* [SELECTED TEXT]
★ ★ ★
Spanish-born Belgian football coach and former player

Manu Ferrera (born 21 October 1958) is a Spanish-born football coach, best known for his career in Belgium. He works as a scout for Gent.

==Career==

===As a player===
He started playing football at Crossing Schaerbeek, the team in which he made his debut in the 70s. The attacker left the Third Division team in the 1980/81 season to move to Second Division team Eendracht Aalst. Over there, he played in 1984 together with Tjapko Teuben. The Dutchman, who was on loan from Club Bruges, got an offer from the Japanese team Mazda SC. Ferrera followed him and went also to Hiroshima in 1985. Due to injuries he did not play much. In 1987, he finished his career as a player in the team of Liedkerke.

===As a trainer===
Ferrera, who got an education as a physiotherapist in the early 90s. Afterwards, Ferrera trained JS Racour, a team from the second provincial series in Belgium. After this, he worked briefly as a representative of the sports brand Puma. In 1992, he became a youth trainer at RFC Seraing, where he worked himself up very quickly. Firstly, he was the trainer-assistant of Georges Heylens, subsequently he became the head coach himself. During the 1995/96 season, he replaced coach Jean Thissen after the first match.

After the season, Seraing was taken over by the neighbouring Standard de Liège, which made Ferrera move to RSC Anderlecht, where he worked as a youth trainer and scout. He worked closely together in that period with players such as Oleg Iachtchouk, Mark De Man, Tom Soetaers, Xavier Chen, and Olivier Deschacht.
★ ★ ★
* [EXERCISES]
1. Do the following statements agree with the Manu Ferrera biography? For each, answer yes or no and quote the deciding words. (a) Ferrera went to Hiroshima in 1985. (b) Ferrera became a youth trainer at RFC Seraing in 1995. (c) Tjapko Teuben was on loan from Anderlecht.
2. According to the Manu Ferrera biography, which sports brand did Ferrera briefly work for as a representative?
3. Write a continuation of the Manu Ferrera biography, starting after its final sentence.

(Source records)
★ ★ ★
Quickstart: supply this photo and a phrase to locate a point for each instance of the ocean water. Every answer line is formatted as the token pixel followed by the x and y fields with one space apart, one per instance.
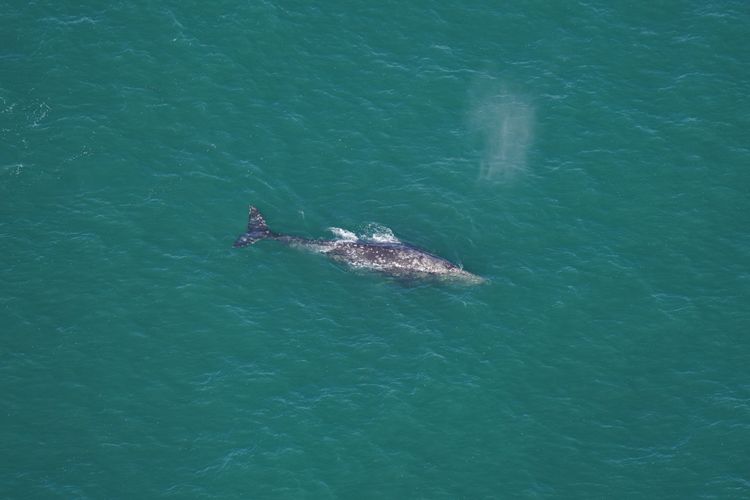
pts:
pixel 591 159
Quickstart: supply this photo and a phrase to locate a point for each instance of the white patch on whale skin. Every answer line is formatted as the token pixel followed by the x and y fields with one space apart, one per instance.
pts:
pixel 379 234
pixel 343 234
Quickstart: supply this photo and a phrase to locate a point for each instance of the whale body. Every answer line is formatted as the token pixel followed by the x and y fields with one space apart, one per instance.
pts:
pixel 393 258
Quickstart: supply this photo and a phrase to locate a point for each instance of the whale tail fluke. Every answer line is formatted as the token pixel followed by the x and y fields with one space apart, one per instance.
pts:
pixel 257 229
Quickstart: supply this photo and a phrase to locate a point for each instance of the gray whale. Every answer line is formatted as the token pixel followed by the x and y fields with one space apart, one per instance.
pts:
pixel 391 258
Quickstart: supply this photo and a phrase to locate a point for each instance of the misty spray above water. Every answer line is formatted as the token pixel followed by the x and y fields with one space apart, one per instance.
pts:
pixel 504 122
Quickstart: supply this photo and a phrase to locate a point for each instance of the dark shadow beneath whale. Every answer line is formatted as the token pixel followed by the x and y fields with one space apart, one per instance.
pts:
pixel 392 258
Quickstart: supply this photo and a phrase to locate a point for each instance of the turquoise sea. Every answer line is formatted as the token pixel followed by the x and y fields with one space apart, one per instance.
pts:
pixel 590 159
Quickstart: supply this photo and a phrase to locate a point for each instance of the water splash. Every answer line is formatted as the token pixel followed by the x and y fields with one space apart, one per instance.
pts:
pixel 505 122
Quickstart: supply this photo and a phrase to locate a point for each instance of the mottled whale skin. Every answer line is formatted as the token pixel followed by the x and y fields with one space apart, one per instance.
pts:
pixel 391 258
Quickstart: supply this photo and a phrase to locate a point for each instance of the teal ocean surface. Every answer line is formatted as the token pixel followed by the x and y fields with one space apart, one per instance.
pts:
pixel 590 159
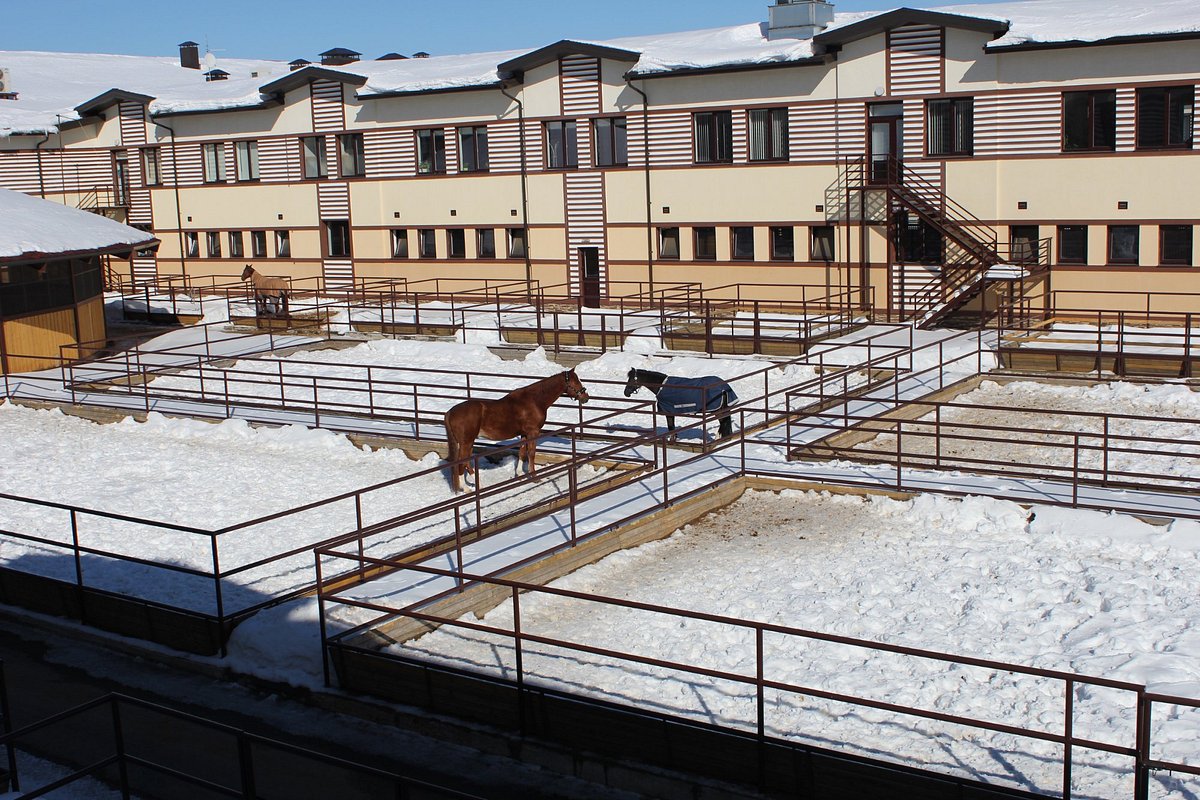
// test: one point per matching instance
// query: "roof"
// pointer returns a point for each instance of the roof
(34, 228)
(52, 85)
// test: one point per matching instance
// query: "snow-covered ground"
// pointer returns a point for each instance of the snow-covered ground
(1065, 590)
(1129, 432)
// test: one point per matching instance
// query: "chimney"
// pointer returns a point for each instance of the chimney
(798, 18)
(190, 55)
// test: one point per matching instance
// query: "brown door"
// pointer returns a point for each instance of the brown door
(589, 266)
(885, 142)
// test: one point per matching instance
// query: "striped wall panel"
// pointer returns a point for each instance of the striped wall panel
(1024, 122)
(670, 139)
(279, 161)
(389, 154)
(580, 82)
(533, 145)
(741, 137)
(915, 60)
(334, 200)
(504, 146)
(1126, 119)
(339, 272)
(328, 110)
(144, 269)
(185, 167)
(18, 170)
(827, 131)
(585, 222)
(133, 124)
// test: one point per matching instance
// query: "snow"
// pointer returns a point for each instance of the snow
★ ★ ★
* [YOUR WRITTEN ANSWERS]
1.
(a) Yes: "Ferrera followed him and went also to Hiroshima in 1985."
(b) No: "In 1992, he became a youth trainer at RFC Seraing"
(c) No: "The Dutchman, who was on loan from Club Bruges"

2. Puma.

3.
In 2000, Enzo Scifo wanted to investigate in Sporting Charleroi. The former Gouden Schoen did not want to start as a coach himself directly and therefore asked for Emilio Ferrera as a trainer. He refused, after which Scifo asked his brother Manu. He succeeded in March 2000 Raymond Mommens and managed to keep the team in the First Division. In November, he was nevertheless dismissed. Afterwards, he required 8 million Belgian Francs (about €200,000) compensation for this dismissal.

In April 2001, Ferrera became the coach of his former team Eendracht Aalst. Once again, he managed to keep the team in First Division. In the next season, Aalst started splendidly, but then the team got a downfall. After the winter break, the Spanish-Belgian coach was dismissed.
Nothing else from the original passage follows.